### Exercise brief
Below are records; work out how many of their lines contain "camouflage" and give only that number.

(Beginning of Input)

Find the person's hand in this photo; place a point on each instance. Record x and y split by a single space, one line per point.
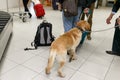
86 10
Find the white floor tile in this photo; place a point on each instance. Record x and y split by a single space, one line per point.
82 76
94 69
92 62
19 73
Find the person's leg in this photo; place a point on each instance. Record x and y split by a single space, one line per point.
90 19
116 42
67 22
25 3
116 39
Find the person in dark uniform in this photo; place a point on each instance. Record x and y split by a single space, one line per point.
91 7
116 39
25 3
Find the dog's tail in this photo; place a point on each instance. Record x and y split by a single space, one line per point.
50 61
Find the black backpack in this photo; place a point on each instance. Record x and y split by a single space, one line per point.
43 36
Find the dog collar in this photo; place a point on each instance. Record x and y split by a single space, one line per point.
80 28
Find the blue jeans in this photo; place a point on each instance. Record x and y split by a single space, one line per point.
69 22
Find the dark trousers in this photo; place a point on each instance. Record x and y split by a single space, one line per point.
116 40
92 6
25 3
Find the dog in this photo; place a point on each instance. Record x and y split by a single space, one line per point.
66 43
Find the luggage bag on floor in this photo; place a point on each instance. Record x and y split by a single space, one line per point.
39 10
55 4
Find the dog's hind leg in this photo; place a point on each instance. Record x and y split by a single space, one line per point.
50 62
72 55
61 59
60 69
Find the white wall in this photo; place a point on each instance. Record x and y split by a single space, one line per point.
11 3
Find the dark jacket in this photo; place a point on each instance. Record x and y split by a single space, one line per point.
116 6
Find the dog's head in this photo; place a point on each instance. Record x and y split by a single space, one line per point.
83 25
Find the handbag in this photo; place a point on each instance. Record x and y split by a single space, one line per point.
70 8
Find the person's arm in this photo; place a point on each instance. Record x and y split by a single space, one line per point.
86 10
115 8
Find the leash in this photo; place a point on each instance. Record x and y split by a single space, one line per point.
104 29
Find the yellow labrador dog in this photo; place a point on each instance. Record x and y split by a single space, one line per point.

(End of Input)
(Beginning of Input)

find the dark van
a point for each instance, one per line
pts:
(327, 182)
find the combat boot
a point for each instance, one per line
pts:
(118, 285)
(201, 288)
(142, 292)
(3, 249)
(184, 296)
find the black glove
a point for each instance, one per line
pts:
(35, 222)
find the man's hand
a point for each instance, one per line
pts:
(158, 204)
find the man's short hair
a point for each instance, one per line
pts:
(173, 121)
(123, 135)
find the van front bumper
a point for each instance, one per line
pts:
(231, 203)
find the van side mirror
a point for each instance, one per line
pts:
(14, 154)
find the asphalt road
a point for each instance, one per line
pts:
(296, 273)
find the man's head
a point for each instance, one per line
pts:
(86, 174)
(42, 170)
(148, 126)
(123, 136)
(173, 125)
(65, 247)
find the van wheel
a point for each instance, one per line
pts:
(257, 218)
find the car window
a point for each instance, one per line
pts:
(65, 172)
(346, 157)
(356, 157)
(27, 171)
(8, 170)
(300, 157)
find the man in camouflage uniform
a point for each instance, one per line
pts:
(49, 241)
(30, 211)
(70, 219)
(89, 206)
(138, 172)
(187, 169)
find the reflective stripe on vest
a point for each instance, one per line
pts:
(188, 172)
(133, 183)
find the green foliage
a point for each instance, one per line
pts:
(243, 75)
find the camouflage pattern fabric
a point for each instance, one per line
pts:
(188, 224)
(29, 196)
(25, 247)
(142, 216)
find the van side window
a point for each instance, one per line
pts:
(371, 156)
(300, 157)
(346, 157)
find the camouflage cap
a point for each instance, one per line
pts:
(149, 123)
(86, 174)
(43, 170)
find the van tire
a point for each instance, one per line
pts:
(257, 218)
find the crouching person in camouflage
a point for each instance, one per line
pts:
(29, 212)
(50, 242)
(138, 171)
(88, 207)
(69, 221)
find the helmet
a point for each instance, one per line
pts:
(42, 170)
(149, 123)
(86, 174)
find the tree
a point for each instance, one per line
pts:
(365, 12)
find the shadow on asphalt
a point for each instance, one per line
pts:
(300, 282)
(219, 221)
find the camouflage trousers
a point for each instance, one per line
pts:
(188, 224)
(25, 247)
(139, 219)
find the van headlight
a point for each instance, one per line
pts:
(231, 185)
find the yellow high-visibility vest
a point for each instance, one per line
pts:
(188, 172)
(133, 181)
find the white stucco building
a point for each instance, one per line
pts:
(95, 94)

(End of Input)

### Solved exercise
5